Your objective:
List every line of the records that contains the word "torn", copying each one in full. Case counts.

Stored data:
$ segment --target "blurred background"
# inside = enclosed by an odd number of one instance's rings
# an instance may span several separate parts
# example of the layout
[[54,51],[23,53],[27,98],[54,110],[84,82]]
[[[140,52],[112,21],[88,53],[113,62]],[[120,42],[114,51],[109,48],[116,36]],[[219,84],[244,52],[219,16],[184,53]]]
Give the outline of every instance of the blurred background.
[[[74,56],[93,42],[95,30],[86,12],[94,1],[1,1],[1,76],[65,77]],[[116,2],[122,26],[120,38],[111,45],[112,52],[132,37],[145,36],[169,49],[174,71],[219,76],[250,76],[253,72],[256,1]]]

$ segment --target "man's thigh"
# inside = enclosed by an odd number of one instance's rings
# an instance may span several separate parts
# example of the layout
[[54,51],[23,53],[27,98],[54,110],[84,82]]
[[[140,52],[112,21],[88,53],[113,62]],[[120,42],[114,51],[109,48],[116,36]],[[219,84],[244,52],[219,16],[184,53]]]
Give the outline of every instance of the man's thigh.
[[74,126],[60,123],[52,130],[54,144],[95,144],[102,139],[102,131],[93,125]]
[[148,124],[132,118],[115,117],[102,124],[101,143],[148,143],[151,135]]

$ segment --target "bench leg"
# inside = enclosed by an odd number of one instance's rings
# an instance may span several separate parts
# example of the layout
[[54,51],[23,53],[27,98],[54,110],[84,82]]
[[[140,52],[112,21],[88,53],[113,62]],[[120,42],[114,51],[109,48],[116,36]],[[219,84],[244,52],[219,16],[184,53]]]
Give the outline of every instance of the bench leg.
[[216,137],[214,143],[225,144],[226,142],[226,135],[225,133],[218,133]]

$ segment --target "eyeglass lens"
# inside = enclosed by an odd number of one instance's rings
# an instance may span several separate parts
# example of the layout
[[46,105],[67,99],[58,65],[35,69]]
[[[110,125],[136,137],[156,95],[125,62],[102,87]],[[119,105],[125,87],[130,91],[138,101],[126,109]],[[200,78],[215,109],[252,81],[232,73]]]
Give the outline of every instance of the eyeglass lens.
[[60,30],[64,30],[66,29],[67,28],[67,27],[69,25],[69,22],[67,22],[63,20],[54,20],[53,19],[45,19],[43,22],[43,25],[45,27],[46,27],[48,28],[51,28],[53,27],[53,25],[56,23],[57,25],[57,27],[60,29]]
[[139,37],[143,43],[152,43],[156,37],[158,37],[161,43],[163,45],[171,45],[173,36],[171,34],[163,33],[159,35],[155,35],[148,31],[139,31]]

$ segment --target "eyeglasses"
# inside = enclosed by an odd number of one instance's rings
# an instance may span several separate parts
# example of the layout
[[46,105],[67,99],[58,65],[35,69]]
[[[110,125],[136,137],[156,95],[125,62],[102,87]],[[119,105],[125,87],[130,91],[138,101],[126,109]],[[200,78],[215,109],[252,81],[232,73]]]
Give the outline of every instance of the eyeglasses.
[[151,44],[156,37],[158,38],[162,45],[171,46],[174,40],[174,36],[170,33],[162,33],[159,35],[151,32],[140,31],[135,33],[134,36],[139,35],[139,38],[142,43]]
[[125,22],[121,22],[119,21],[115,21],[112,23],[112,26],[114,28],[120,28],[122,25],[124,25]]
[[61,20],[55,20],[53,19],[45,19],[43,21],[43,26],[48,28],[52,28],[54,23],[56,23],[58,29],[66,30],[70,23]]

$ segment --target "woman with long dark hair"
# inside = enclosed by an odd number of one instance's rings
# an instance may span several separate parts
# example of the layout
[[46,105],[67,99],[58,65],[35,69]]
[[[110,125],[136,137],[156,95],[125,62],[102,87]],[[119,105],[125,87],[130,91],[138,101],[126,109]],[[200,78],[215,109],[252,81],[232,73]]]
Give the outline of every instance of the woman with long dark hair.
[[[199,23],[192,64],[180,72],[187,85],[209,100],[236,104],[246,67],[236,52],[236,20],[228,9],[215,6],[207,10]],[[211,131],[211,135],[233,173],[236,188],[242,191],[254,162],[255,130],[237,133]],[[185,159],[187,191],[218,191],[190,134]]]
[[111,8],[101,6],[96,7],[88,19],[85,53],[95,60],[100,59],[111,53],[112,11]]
==
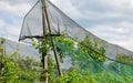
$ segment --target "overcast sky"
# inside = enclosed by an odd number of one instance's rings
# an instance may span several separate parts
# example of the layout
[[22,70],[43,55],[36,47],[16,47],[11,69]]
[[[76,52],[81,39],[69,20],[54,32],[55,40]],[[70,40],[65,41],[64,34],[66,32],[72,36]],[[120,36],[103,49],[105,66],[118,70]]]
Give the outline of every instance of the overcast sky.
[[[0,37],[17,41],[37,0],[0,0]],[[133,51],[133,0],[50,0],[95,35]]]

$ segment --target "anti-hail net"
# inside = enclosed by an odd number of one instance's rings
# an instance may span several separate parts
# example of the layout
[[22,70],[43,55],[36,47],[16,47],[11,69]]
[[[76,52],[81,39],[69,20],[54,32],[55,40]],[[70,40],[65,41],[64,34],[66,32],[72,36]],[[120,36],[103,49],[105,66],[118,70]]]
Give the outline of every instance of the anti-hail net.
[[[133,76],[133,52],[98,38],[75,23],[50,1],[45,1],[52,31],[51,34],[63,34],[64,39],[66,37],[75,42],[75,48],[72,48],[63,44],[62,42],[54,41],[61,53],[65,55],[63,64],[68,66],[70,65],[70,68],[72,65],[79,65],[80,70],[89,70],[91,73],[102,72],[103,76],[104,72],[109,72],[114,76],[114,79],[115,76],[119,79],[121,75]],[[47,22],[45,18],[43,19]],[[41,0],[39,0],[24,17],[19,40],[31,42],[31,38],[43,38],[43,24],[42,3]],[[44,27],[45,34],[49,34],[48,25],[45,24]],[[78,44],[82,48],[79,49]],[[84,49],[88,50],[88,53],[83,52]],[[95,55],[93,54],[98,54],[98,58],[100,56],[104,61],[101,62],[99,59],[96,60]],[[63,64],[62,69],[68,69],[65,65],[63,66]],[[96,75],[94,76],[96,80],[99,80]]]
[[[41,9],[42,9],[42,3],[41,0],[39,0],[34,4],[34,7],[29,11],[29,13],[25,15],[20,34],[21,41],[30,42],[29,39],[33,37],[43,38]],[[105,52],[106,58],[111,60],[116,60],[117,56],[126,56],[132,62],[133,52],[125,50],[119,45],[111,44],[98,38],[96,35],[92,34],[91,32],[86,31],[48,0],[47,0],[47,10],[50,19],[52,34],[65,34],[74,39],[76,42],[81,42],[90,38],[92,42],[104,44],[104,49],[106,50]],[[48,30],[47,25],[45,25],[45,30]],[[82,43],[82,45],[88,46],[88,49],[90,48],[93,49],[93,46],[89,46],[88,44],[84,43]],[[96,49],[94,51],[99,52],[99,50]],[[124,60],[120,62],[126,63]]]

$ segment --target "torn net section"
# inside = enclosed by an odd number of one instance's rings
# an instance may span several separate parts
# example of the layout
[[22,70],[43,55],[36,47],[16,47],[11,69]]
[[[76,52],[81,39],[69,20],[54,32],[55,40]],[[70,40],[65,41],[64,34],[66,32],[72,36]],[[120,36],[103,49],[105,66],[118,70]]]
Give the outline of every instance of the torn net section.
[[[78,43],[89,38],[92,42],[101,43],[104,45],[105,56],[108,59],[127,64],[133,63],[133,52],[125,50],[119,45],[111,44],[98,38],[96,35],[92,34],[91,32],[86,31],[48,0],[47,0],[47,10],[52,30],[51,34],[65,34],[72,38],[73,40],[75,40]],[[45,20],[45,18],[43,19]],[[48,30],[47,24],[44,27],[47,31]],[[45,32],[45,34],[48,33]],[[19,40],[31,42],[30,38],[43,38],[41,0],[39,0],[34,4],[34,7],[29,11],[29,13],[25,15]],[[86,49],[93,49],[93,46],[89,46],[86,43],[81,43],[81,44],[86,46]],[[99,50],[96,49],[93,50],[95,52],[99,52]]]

The result:
$ segment --target "torn net section"
Give the outline of every instance of the torn net section.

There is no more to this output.